> [Data to process]

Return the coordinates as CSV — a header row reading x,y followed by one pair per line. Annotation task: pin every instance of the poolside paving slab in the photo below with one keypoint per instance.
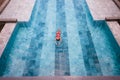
x,y
65,78
115,28
100,9
18,9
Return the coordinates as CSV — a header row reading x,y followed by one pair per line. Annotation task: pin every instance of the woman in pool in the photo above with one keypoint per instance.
x,y
58,37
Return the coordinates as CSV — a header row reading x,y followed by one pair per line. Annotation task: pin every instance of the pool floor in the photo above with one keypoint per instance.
x,y
88,47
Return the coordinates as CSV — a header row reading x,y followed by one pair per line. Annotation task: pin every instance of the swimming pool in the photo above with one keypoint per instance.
x,y
88,47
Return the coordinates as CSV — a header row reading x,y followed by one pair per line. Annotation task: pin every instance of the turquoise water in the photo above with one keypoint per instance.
x,y
88,47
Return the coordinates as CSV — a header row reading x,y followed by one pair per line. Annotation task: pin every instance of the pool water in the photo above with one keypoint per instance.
x,y
88,47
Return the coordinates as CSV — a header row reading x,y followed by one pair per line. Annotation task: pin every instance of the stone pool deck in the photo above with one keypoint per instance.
x,y
19,10
5,35
65,78
115,28
102,9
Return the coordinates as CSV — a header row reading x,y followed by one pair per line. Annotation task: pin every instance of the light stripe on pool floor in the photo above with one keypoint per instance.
x,y
77,67
89,53
47,61
61,52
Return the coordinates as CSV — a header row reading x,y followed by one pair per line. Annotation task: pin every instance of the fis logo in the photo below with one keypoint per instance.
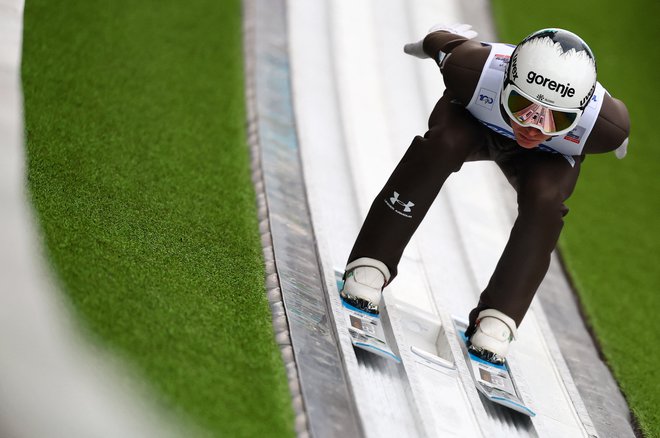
x,y
395,204
486,98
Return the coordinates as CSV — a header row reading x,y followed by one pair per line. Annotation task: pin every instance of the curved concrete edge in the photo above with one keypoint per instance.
x,y
52,382
321,397
272,283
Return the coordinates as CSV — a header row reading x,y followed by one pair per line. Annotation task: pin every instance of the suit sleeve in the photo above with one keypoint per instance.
x,y
461,62
611,130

> [What needs to be done] Output the material word for word. Pictures do not go in.

> [Exercise output]
Return the coordinates as CSV — a header row reading x,y followed by one pair per line. Annotation task: pin every instance of the poolside paving slab in the photo below with one keypoint per instance.
x,y
65,78
115,28
100,9
18,9
Return the coordinates as CSV — a header row reading x,y followed by one pair per line. Annotation task: pin every instance of the woman in pool in the photo above with one keypoint per instance.
x,y
58,37
Return the coordinates as CSV — a header row reading x,y followed by one pair per line. Annotation task: pin every instance of the pool floor in the photo above with one keypoint per instance.
x,y
88,47
Return the coordinates as CSV — a header row reading x,y followed by one pair per line. Annotation task: pin every instance of the swimming pool in the photo above with one keypoint per instance.
x,y
88,47
Return the coordinates as CSV — a header row reading x,y followed by one pair per line. Annotation task: pin every instance of the turquoise water in the photo above with one keypoint per instance.
x,y
88,47
Return the coordinates as CSV — a header row reading x,y followed by one pair per line. Annotation task: pin every instance of the pool water in the photo above with one keypoint per instance.
x,y
88,47
Return the coordinates as CSV — a header row reading x,y followed by one pair per line. Annotation task: pin every instance of the stone pool deck in the photo above with one keypoint per instance.
x,y
19,10
5,35
65,78
115,28
102,9
Return the coordinates as CSV — a header row reading x,y followed by one pair per line. Annotation task: pin every instance of the light stripe on pool floor in the photo above with one keypoint per instance.
x,y
77,67
89,53
47,61
61,52
Return the coordinates as CSV — a header row reading x,y followed by one pair per line. Annotation task: pin every instance of the fis logo in the photo below with one keypoint per instance.
x,y
395,204
486,98
Return the coordinates as CSV — a header row reading x,y followed by one pair per line. Annotation task: pin every instance of the curved concrete edge in the photo above with one keypoint per instance.
x,y
52,382
321,397
272,283
Return the coordinates as CSV — a header row reading x,y followed by one pair per line. Annotation task: pin every instance of the suit sleeve in the photo above with one keypoint per instance.
x,y
461,62
611,130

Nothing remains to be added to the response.